Nel corso della storia la pelle, by-product dell’industria alimentare, ha sempre avuto un fascino di tendenza. Vogliamo proporvi un piccolo viaggio virtuale per scoprire insieme in che modo l’uso di questo materiale si è evoluto nel tempo e nei costumi: dall’alta moda allo street fashion, dagli anni ’30 ai giorni nostri, verso sempre una maggiore consapevolezza ambientale.

GLI ANNI ’30 e ’40

Gli anni del cinema sonoro, dello swing, del proibizionismo, ma anche delle gonne longuette, delle pellicce e degli scolli sulla schiena: gli anni Trenta sono glamour ed eleganti. La guerra, tuttavia, fa da spartiacque anche nel settore moda.

Durante il secondo conflitto mondiale gli abiti femminili furono caratterizzati più che altro dalla funzionalità (dai tailleur agli ormai sdoganati pantaloni, per sostituire in comodità gli uomini al fronte) e dal risparmio, in uno stile spesso sobrio e misurato. La moda femminile si semplificò anche per la mancanza di tessuto, lana e cuoio, che venivano impiegati per l’esercito e la sua attrezzatura: iconiche le foto di quel tempo in cui le donne, in mancanza di collant, si dipingono il retro delle gambe con una matita per simularne la cucitura, in particolar modo dopo che le produzioni nazionali di nylon vennero completamente convertite per la produzione di funi da traino, giubbotti antiproiettile, lacci delle scarpe, zanzariere e paracadute.

* * * * * * * * *

- _DA FARE_
1: Nel brano, con quale strumento le donne si dipingevano il retro delle gambe in mancanza di collant?
2: Ricopia dal brano il passo che parte dalle parole "Nel corso della" e fermati dopo "maggiore consapevolezza ambientale.".
Le righe riportate più avanti non hanno alcun ruolo in questo lavoro.

- _VOCI_
* * * * * * * * *

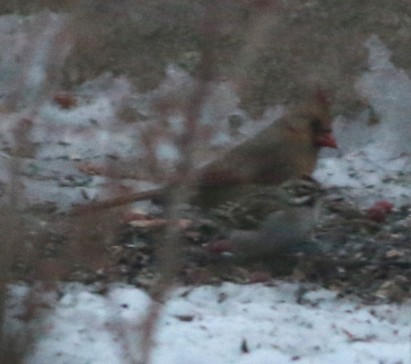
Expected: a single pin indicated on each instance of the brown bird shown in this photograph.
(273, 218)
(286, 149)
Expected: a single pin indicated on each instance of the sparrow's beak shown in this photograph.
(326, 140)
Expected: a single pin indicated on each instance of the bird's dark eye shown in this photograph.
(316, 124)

* * * * * * * * *

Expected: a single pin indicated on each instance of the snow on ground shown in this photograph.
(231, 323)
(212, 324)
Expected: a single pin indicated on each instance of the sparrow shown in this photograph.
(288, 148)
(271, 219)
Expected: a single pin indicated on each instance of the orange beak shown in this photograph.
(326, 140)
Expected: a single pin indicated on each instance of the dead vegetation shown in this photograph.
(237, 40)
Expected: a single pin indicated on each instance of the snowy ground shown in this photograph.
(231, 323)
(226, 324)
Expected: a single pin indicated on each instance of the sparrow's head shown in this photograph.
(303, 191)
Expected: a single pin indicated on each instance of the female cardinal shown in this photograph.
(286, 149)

* * * * * * * * *

- _RISPOSTE COMPLETE_
1: Con una matita, per simulare la cucitura.

2:
Nel corso della storia la pelle, by-product dell’industria alimentare, ha sempre avuto un fascino di tendenza. Vogliamo proporvi un piccolo viaggio virtuale per scoprire insieme in che modo l’uso di questo materiale si è evoluto nel tempo e nei costumi: dall’alta moda allo street fashion, dagli anni ’30 ai giorni nostri, verso sempre una maggiore consapevolezza ambientale.